Please reproduce the conference report word for word, from "In the 2009" to "obviously bad news.".

_DOCUMENT SECTION_
— Start —

In the 2009 Young Bar Magazine, published on the day of the conference, I set out six major changes facing the young Bar. Of those six, only one is unequivocally positive: Derek Wood QC’s review of pupillage, which the YBC is confident will yield improvements for pupils. The various impending cuts in legal aid, with which readers of Counsel are all too familiar, are obviously bad news.

It was with an eye to the other recent changes – the new super-regulators (the Legal Services Board (“LSB”) and the Office for Legal Complaints (“OLC”)), the tide of deregulation and the wave of new forms of practice-model that the plenary sessions were constructed. Our keynote speaker was Baroness Ruth Deech, Chair of the Bar Standards Board (“BSB”). She made it very clear that the Bar now has a regulator that really understands the profession; a regulator prepared to make changes necessary to help the Bar compete, but not to throw away traditions that have served it well for 500 years without good, evidence-based, reasons.

Covering all areas

We tried to ensure there was something for everyone at this year’s conference: there were two sessions with a choice of four workshops each, covering all practice areas. Speakers from the Bar Council’s Professional Practice Committee gave sessions on professional ethics for both criminal and civil, family and employed practitioners, reminding us that there are often no right answers. The summary assessment of costs led by District Judge Phillips from Cardiff was a popular option, as was the workshop on extradition presented by Edward Fitzgerald CBE QC, Peter Binning and Alison Riley. Peter Haynes QC, Iain Morley QC and Paul Troop spoke impressively on international human rights tribunals and there were indispensable introductions to the work of the Court of Protection and the Coroner’s Court, both given by experts in those fields David Rees, Barbara Rich and Aswini Weereratne for the former, and Richard Matthews in the latter.

For those that wanted to pursue further the issues raised in Lady Deech’s address, a workshop led by Robin Tolson QC presented the “Wacky Races”, talking us through a variety of vehicles for practice, ranging from the wonderful to the plain weird. Tom Little, a former chairman of the YBC, took a more conservative approach, warning us that once we drove off the track, it was a slippery slope to fusion.

— End —

_DATA LINES_
— Start —

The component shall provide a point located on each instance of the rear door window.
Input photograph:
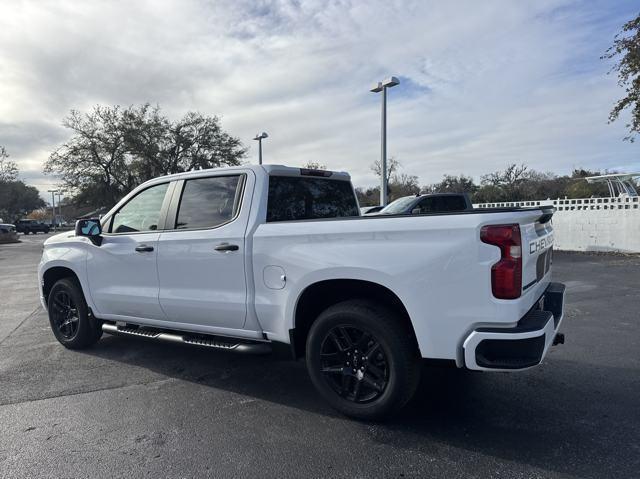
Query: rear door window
(209, 202)
(302, 198)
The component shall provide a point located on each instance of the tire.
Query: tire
(69, 317)
(381, 379)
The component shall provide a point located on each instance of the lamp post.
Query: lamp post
(377, 88)
(60, 193)
(53, 208)
(259, 137)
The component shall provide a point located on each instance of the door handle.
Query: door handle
(227, 247)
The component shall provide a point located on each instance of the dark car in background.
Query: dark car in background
(27, 226)
(8, 233)
(429, 203)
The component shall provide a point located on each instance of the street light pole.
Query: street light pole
(59, 193)
(381, 87)
(259, 137)
(53, 208)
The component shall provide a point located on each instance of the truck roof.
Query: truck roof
(279, 170)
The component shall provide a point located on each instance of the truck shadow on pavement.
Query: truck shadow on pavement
(562, 417)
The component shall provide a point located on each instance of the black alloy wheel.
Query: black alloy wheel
(64, 314)
(354, 364)
(71, 322)
(363, 358)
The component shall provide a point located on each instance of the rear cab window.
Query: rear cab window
(303, 198)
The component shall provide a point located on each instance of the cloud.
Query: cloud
(484, 84)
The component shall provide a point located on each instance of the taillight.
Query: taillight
(506, 274)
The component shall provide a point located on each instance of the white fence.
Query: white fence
(591, 224)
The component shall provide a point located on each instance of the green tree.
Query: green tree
(18, 199)
(8, 169)
(626, 50)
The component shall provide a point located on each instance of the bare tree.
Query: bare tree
(113, 150)
(393, 166)
(626, 46)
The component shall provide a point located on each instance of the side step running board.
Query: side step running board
(198, 340)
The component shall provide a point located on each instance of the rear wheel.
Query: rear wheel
(363, 359)
(69, 316)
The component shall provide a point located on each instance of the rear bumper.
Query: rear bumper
(522, 347)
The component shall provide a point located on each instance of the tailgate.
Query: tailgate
(537, 250)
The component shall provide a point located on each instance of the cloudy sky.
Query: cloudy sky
(483, 84)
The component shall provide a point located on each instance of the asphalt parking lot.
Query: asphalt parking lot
(132, 408)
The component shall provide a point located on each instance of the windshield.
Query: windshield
(398, 206)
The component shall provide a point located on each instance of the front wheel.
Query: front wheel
(69, 316)
(363, 359)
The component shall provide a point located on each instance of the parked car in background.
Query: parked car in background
(8, 233)
(367, 210)
(429, 203)
(27, 226)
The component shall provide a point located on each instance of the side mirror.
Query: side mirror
(90, 229)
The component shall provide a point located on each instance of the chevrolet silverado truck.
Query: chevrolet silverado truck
(261, 258)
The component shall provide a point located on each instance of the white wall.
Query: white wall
(591, 224)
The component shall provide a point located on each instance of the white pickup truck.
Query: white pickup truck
(266, 257)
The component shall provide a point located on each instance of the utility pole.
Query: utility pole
(378, 88)
(259, 137)
(59, 193)
(53, 208)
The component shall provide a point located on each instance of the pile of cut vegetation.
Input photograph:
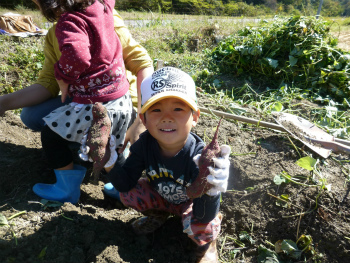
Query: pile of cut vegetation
(299, 51)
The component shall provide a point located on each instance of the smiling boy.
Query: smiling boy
(168, 151)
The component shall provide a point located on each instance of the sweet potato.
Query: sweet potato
(98, 139)
(210, 151)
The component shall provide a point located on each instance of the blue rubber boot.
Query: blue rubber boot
(67, 187)
(111, 191)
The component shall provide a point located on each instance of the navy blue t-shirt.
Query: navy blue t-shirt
(168, 176)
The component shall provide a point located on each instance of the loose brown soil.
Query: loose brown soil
(98, 230)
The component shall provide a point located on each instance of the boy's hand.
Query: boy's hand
(219, 174)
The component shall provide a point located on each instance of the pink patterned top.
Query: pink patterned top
(92, 59)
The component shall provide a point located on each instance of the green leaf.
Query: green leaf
(292, 61)
(277, 107)
(279, 179)
(42, 253)
(243, 235)
(266, 255)
(290, 248)
(3, 220)
(307, 163)
(272, 62)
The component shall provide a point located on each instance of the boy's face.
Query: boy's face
(169, 121)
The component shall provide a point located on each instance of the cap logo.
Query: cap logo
(158, 84)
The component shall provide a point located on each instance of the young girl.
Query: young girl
(91, 69)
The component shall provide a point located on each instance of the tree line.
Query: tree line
(223, 7)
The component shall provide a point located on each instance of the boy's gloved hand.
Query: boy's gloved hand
(218, 176)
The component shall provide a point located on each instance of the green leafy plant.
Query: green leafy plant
(287, 250)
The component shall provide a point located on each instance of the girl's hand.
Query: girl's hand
(64, 89)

— End —

_COMPLETE OUTPUT_
In the 2009 Young Bar Magazine, published on the day of the conference, I set out six major changes facing the young Bar. Of those six, only one is unequivocally positive: Derek Wood QC’s review of pupillage, which the YBC is confident will yield improvements for pupils. The various impending cuts in legal aid, with which readers of Counsel are all too familiar, are obviously bad news.